### Aim of the exercise
Write out the entries, please, from the line containing "Review flag — the bare shoulder" through their final line, exactly and with nothing else.

Saved entries:
- Opening Delimiter -

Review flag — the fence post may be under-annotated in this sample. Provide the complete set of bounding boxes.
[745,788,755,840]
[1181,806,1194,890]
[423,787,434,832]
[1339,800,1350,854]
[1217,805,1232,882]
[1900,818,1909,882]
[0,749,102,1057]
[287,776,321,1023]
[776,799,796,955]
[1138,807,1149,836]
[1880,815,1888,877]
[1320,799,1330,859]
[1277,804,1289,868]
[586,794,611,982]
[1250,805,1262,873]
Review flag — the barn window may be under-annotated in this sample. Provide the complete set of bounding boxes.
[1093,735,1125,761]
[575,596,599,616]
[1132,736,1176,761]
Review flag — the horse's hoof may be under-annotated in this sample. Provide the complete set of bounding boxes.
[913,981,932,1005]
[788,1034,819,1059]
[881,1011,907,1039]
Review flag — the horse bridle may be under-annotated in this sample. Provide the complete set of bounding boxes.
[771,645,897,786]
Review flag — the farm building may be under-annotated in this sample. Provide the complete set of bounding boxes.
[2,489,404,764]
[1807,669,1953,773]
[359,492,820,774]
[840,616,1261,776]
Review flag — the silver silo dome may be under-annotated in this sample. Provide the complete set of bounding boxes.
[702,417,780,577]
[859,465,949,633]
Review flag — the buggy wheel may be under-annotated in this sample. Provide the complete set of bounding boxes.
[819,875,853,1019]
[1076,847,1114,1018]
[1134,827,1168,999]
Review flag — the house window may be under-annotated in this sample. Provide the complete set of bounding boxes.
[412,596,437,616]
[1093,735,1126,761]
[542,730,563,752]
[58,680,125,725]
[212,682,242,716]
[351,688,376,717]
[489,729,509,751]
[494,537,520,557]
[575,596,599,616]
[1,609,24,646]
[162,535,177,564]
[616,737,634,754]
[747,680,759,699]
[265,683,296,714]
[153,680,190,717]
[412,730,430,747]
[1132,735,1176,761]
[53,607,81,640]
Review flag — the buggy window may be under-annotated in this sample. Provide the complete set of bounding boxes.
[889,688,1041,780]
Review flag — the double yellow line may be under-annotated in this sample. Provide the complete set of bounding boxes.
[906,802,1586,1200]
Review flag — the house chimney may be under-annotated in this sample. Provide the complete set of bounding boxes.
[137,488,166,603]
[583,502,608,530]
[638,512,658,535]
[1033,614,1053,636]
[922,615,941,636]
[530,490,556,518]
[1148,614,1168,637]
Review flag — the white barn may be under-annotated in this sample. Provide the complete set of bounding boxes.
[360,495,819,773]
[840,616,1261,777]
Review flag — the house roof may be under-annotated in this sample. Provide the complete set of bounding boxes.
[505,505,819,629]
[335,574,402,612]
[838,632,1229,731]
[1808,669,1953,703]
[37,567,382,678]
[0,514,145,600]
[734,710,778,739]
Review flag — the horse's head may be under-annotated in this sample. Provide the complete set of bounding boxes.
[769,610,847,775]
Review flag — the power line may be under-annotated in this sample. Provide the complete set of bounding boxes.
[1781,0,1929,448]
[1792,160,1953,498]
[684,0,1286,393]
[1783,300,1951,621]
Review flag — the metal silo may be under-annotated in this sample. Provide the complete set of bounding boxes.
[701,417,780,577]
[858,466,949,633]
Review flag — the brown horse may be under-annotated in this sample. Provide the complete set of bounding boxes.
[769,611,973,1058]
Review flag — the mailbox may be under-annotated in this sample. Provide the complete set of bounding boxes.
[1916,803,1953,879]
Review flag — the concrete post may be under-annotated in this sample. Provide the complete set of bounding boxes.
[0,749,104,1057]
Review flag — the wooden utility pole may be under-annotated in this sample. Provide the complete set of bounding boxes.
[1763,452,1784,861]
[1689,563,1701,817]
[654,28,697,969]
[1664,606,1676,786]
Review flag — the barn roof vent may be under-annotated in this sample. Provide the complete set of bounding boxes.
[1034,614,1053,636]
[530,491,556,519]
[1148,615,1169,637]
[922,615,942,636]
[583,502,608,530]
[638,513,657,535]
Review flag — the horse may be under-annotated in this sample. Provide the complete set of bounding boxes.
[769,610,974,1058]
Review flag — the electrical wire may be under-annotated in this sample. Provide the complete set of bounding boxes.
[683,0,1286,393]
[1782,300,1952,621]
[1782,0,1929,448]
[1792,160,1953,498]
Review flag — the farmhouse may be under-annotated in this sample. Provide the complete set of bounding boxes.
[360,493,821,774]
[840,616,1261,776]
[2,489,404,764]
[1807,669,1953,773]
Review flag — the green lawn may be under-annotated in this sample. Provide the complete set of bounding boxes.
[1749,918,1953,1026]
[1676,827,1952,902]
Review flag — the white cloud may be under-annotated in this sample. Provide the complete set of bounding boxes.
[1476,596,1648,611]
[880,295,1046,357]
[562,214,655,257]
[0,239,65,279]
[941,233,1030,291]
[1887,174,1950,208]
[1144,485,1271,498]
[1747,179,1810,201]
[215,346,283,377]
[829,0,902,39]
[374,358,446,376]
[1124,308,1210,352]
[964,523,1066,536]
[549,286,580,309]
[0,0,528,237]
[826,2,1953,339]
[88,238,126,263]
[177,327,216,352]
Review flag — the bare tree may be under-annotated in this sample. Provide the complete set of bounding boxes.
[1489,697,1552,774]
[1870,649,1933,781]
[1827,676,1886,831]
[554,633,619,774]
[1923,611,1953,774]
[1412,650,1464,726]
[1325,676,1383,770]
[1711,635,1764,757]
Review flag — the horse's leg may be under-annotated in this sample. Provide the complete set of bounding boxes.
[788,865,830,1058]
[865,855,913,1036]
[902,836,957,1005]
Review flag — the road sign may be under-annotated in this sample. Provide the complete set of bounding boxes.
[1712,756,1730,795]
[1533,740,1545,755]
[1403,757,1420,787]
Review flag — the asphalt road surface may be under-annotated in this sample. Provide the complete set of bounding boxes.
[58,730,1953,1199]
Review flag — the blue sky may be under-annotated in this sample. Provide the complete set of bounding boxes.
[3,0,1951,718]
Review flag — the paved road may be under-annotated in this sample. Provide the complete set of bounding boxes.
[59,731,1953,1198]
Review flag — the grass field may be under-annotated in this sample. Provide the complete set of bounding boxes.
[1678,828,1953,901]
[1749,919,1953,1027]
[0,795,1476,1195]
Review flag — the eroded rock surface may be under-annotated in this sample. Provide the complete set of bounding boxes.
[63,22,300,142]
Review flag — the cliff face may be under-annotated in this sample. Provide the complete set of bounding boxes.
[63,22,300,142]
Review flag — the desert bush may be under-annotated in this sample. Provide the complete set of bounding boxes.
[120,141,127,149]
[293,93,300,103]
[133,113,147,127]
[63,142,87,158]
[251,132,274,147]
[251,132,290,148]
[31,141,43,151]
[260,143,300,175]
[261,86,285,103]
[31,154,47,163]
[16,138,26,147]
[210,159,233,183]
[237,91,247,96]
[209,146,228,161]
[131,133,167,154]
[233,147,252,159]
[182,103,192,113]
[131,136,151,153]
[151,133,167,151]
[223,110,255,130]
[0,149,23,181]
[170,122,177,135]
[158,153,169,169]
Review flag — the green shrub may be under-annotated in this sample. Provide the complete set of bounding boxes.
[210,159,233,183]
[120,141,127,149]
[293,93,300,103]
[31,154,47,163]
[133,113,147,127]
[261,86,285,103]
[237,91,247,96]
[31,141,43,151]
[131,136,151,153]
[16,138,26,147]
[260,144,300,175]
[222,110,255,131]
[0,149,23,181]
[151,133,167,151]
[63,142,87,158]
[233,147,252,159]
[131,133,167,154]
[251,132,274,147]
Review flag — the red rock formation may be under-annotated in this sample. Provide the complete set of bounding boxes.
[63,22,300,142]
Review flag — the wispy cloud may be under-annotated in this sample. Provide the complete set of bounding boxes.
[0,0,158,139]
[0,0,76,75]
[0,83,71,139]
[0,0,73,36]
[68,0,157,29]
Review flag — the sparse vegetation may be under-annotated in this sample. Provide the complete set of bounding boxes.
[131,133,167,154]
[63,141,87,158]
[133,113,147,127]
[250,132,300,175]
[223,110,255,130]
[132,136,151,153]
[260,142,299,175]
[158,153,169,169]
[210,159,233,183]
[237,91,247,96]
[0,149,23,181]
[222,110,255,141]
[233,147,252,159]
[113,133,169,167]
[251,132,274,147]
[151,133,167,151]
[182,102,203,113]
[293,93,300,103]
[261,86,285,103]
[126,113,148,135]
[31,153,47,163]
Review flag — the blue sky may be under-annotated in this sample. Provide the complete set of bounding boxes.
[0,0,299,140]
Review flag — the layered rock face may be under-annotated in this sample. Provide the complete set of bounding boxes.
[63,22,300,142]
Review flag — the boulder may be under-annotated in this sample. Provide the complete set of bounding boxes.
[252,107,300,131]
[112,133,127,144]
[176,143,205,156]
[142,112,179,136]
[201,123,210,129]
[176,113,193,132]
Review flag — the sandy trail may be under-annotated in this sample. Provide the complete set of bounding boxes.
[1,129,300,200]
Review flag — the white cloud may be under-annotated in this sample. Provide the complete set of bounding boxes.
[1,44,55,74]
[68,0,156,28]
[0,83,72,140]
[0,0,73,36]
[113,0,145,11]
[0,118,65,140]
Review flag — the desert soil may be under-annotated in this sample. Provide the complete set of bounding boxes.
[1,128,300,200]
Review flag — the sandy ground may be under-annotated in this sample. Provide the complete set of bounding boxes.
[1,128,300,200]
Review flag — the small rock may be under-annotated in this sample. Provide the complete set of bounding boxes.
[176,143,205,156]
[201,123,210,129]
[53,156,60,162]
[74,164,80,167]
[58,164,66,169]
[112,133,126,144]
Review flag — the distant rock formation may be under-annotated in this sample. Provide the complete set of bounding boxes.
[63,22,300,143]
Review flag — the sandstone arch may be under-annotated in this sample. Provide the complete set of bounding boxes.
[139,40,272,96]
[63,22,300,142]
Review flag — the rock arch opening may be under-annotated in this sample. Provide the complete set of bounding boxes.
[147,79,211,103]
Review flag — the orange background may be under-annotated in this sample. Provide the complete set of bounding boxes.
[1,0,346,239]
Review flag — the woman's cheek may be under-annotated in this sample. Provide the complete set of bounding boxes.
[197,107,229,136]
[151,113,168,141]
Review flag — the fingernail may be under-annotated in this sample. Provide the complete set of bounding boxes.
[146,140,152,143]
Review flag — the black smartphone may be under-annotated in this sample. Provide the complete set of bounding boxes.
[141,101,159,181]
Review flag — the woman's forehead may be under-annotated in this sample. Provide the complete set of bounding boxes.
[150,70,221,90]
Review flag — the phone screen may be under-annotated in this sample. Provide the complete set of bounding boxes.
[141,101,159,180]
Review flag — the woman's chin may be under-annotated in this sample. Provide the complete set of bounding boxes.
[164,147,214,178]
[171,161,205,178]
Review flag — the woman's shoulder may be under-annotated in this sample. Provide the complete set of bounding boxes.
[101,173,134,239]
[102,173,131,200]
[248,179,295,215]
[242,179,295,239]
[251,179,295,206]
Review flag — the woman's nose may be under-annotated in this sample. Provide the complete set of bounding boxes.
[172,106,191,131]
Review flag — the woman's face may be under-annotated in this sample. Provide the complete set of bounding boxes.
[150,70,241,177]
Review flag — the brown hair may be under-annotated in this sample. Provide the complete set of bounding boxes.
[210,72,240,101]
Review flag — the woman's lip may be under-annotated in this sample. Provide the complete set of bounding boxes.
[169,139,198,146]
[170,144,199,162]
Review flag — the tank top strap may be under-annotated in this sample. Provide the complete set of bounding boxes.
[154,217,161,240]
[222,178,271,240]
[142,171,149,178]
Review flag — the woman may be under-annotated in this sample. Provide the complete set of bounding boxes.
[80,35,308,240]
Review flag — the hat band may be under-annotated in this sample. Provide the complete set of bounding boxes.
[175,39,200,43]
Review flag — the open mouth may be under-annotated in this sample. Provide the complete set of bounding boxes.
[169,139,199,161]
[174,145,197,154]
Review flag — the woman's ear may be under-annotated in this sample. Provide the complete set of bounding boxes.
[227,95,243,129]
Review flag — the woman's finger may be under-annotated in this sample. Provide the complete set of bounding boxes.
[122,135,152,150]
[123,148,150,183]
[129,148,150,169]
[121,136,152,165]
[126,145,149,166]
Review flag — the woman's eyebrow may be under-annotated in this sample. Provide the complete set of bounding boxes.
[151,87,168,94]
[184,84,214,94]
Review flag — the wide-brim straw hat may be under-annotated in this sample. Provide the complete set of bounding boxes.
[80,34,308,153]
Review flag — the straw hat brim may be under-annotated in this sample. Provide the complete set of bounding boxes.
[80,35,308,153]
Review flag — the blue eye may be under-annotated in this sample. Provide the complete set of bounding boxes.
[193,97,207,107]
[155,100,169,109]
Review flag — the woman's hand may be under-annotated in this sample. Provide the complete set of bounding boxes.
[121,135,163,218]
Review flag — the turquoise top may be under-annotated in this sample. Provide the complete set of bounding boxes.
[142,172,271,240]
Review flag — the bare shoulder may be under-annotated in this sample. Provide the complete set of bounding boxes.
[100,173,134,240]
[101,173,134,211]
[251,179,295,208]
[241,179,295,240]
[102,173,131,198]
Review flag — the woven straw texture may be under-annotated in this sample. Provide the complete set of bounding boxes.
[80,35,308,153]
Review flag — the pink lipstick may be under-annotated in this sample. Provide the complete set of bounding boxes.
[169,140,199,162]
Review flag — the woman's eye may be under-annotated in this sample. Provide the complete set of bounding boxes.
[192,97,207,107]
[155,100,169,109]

- Closing Delimiter -

### Solution to this task
Review flag — the bare shoulder may be under-annotated in this sample. Provide the complete set of bounding boxes.
[100,173,134,240]
[101,173,134,211]
[251,179,295,208]
[241,179,295,240]
[102,173,131,198]
Review flag — the woven straw texture may be under-annotated in this sample. Provide the complete set of bounding boxes.
[80,35,308,153]
Review flag — the pink lipstick may be under-annotated in this sample. Provide the complete set of bounding boxes.
[169,140,199,162]
Review flag — the woman's eye may be under-annotated in this sample. Provide the complete set of bounding boxes.
[192,97,207,107]
[155,100,169,109]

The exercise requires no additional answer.